Texte à analyser:
=-=-=-=-=

OPINION

Des voix dans la tête, un cri du cœur

Près d’une personne sur cinq souffrira d’une maladie mentale au cours de sa vie*. Je tiens à profiter de la Journée mondiale de la santé mentale, célébrée chaque année le 10 octobre, pour livrer le témoignage de ma sœur Doris, schizophrène depuis l’âge de 18 ans. L’édition 2014 porte d’ailleurs le thème « Vivre avec la schizophrénie ». On estime qu’une personne sur 100 en est atteinte. Comme la schizophrénie touche le plus souvent les 16-30 ans, il s’agit de la maladie qui affecte le plus la jeunesse.

— Diane Pouliot

*Selon l’Institut universitaire en santé mentale de Québec

Je suis schizophrène depuis mes 18 ans. J’en ai maintenant 54. Lorsque j’ai reçu mon premier diagnostic de santé mentale à 18 ans, le psychiatre parlait alors d’une perte de contact avec la réalité. Il a fallu quelques années pour que le mot schizophrénie soit nommé par les professionnels chargés de s’occuper de mon cas.

J’entends des voix. Elles m’ont souvent dit que je suis un accident de parcours. Les voix répètent aussi : « Isole-toi. Les gens ne sont pas gentils. T’as pas faim. Ne mange pas. Fais attention, té grosse… » J’entends ces paroles depuis des années. Ah oui, j’ai oublié de spécifier que j’étais également anorexique. J’ai déjà pesé moins de 70 livres.

Ma vie est un scénario de maladie mentale. Au fil des années, j’ai perdu ma santé, mes amis, mes biens matériels. J’ai eu une rémission de 1988 à 1993. Je pouvais m’occuper de mon logement et de mon copain qui souffrait également de maladie mentale. J’étais concierge de mon immeuble. J’avais des meubles, un chat. Une vie presque normale sans que je prenne de médicament. Aussi, la rechute a été terrible, car de 1993 à 2004, j’ai été de cure fermée en cure fermée en psychiatrie. J’ai aussi déménagé à plusieurs reprises dans des familles d’accueil. Je n’étais bien nulle part. À ce jour, je n’ai jamais été capable de travailler à plein temps. Les médicaments que je prends pour stabiliser les voix et l’humeur me rendent trop amorphe. Si j’arrêtais d’en prendre, je rentrerais à l’hôpital. Je deviendrais dépressive, agressive et souhaiterais mourir.

=-=-=-=-=

Données présentées:
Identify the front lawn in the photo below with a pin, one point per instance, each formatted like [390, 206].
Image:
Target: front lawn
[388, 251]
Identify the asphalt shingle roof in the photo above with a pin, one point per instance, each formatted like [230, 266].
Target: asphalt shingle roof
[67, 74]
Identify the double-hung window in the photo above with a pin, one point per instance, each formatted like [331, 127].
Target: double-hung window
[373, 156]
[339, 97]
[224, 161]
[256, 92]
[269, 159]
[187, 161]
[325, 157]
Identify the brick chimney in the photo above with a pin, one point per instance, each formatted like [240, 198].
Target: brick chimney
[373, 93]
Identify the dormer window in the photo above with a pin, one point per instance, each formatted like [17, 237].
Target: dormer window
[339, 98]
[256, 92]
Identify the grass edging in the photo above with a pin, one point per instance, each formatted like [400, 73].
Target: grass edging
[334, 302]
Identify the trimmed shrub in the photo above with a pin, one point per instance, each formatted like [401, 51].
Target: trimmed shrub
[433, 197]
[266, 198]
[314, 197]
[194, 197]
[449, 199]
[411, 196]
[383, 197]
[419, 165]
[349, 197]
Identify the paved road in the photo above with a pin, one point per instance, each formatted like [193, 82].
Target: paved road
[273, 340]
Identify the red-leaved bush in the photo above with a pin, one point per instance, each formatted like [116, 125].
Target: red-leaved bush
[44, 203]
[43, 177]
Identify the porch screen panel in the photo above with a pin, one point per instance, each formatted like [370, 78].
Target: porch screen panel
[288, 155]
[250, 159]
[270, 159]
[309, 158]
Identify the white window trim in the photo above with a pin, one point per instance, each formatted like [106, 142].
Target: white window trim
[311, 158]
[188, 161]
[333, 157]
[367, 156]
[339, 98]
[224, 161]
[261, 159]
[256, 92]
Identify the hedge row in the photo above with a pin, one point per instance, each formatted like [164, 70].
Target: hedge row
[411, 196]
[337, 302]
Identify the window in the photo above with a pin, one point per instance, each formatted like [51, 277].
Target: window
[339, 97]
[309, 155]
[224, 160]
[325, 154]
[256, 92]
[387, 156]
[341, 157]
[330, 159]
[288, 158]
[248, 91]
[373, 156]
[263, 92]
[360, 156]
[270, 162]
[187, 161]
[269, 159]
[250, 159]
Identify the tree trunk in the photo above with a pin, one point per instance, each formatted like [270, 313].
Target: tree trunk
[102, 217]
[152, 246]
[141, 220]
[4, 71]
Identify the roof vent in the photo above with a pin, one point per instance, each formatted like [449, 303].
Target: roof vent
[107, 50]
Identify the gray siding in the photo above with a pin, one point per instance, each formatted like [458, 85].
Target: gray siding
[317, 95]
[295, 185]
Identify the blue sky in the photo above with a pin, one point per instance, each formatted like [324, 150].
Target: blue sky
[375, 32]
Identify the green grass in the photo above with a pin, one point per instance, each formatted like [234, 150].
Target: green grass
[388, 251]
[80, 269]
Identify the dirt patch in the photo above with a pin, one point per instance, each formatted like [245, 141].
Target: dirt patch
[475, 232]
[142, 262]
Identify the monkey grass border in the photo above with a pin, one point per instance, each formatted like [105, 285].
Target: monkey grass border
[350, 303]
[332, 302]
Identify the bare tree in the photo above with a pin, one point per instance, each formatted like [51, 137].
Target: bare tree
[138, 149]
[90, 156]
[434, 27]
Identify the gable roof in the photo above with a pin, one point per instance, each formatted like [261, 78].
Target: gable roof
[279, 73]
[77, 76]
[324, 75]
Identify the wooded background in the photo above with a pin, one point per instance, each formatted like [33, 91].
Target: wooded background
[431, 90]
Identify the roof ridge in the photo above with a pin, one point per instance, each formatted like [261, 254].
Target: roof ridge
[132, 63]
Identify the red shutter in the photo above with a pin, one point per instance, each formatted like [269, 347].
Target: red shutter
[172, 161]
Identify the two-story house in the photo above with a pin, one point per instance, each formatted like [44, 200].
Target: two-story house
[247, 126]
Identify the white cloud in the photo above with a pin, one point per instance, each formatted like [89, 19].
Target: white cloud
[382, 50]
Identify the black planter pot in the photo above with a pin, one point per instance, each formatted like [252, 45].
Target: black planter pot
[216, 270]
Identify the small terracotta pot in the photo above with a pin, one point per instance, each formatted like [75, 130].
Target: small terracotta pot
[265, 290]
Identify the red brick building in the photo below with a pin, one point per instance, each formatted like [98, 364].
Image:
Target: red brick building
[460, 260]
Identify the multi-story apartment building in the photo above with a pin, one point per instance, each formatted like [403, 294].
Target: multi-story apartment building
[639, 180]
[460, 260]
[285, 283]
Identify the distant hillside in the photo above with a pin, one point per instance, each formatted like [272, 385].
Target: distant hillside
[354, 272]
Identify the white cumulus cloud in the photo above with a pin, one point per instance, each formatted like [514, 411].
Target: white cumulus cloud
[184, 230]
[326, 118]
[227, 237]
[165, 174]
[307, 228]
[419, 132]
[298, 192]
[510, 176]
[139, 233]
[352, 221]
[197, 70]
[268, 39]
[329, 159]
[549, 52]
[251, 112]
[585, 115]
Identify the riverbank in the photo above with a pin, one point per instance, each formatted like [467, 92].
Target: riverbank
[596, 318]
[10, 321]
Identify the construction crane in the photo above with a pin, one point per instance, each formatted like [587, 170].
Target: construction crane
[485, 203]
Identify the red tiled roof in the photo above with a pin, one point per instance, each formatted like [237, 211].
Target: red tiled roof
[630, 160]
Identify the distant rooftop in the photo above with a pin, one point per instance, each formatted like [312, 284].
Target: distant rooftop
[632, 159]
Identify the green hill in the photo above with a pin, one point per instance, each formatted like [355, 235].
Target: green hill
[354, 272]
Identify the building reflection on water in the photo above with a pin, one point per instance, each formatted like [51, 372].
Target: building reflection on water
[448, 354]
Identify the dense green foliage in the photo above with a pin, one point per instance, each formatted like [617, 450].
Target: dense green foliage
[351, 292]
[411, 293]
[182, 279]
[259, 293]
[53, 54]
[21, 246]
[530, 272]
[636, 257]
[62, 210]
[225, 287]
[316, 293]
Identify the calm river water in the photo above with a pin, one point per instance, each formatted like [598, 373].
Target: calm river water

=-=-=-=-=

Consignes:
Reprenez le témoignage sur la vie avec la schizophrénie juste après sa dernière phrase et poursuivez-le dans le même ton.

Résultat obtenu:
UN PETIT PARADIS… EN SANTÉ MENTALE

Je dois donc être bien encadrée et je le suis par le personnel de la résidence du Carrefour, où j’habite depuis l’hiver 2014. Les intervenantes qui s’occupent de moi me donnent l’impression que je suis importante. Il y a aussi la cuisine d’Hélène qui fait taire la plupart du temps mes voix tellement elle propose de beaux et bons plats. La résidence surplombe le fleuve et la fenêtre de ma chambre donne sur l’île d’Orléans. Cet été, il y avait toute une variété d’oiseaux qui nous rendaient visite dans la cour arrière. Un vrai petit paradis… en santé mentale. En plus, depuis que je suis installée à la résidence, j’ai un espace privé, une chambre avec salle de bains complète. Mes sœurs m’ont aidé dans l’aménagement : chaise berçante, bureau, armoire et même une télévision haute définition. Pour moi, c’est beaucoup !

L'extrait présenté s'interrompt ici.